» **BEREITGESTELLTER AUSZUG**:
---
Beim Dieselmotor befindet sich das System zur Reduzierung der Emissionen derzeit in Forschung. Stickstoffoxide (NOx) werden bei der Diesel-Verbrennung besonders bei hohen Temperaturen gebildet. Durch eine Reduzierung der Brenntemperaturen können diese Emissionen effektiv gesenkt werden. Durch zu hohe Abgastemperaturen wird auch die Funktion des SCR-Katalysators eingeschränkt, wodurch die NOx-Emissionen stark ansteigen. Um diesem Problem Abhilfe zu verschaffen werden bei herkömmlichen Dieselmotoren Systeme zur Abgasrückführung eingesetzt. Diese hat den Nachteil, dass sie eher träge reagiert und die Ruß-Emissionen signifikant erhöht. Eine Wassereinspritzung hat dagegen keinen negativen Einfluss auf die Ruß-Emissionen und lässt sich sehr dynamisch steuern.[7]

Flugzeugturbinen[Bearbeiten | Quelltext bearbeiten]

KC-135 beim Start mit Wassereinspritzung und deutlich sichtbaren Rauchschwaden.

Besonders nach der Entwicklung der ersten strahlgetriebenen Passagierflugzeuge wurde die Wassereinspritzung zur Schuberhöhung beim Start verwendet. Man sprach in solchen Fällen von einem Nassstart. Dafür wurde destilliertes Wasser oder ein Wasser-Methanol-Gemisch in die Brennkammer der Triebwerke eingespritzt, um deren Leistung für Volllaststarts zu erhöhen. Diese Schuberhöhung kommt durch zwei Faktoren zustande: Zum einen erzeugt die Verdampfung des Wassers zusätzliches Volumen und damit zusätzlichen Schub (Umsetzung von Wärmeenergie in Volumenarbeit). Aus einem Liter Wasser entstehen bei 25 °C und 1013 hPa Druck 1673 Liter Wasserdampf, das entspricht einer Vergrößerung des Volumens um mehr als das Tausendfache. Zum Zweiten wird das Triebwerk durch die Verdampfungsenthalpie des Wassers (Verdampfungswärme bei 100 °C ist 2257 kJ/kg) gekühlt, so dass dort mehr Treibstoff pro Luftmenge eingespritzt werden kann, ohne die zulässige Betriebstemperatur des Triebwerks zu überschreiten. In diesem Betriebsmodus mit überfettetem Gemisch (Lambda < 1) werden starke Rauchschwaden erzeugt wegen unverbrannten Treibstoffs und Rußbildung.
---
» **AUSGEWÄHLTE EINTRÄGE**:
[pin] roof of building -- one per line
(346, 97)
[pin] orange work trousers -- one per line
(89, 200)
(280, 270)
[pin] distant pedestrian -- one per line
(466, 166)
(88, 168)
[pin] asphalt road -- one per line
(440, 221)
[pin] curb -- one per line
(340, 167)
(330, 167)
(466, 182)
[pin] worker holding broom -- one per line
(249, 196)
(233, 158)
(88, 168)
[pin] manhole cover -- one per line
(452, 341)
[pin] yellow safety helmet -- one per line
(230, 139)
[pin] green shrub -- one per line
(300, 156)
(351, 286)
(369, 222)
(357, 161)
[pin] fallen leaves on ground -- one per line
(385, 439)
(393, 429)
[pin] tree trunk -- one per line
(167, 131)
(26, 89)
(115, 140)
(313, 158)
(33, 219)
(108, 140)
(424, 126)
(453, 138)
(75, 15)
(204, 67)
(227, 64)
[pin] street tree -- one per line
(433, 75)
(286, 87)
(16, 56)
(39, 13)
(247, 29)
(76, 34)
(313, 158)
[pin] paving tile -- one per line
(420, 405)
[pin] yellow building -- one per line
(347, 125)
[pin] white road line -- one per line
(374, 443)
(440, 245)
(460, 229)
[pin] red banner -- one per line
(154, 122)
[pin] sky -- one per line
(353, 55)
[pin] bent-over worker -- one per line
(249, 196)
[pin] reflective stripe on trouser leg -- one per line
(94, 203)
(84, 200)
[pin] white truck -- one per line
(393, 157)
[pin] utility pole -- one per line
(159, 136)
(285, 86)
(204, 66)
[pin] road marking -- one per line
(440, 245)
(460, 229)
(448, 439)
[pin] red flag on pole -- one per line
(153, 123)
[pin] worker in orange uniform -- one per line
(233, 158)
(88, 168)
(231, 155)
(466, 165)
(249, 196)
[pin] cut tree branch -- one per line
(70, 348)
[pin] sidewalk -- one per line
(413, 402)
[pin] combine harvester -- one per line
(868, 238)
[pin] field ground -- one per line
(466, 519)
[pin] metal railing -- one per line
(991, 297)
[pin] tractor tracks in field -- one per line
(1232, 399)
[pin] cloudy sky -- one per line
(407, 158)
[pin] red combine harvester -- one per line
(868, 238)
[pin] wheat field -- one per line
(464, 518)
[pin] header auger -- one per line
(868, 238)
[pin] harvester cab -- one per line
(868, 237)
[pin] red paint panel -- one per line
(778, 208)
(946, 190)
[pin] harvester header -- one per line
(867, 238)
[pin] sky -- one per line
---
» **DEINE AUFGABE**:
Prüfe bitte, ob die drei Aussagen mit dem Auszug zur Wassereinspritzung übereinstimmen, und antworte jeweils mit Ja oder Nein samt der entscheidenden Textstelle im genauen Wortlaut. (a) Die Abgasrückführung erhöht die Ruß-Emissionen deutlich. (b) Stickstoffoxide entstehen bei der Diesel-Verbrennung besonders bei niedrigen Temperaturen. (c) Im Betrieb mit überfettetem Gemisch entstehen starke Rauchschwaden.

» **ERGEBNIS**:
(a) Ja: „Diese hat den Nachteil, dass sie eher träge reagiert und die Ruß-Emissionen signifikant erhöht.“
(b) Nein: „Stickstoffoxide (NOx) werden bei der Diesel-Verbrennung besonders bei hohen Temperaturen gebildet.“
(c) Ja: „In diesem Betriebsmodus mit überfettetem Gemisch (Lambda < 1) werden starke Rauchschwaden erzeugt wegen unverbrannten Treibstoffs und Rußbildung.“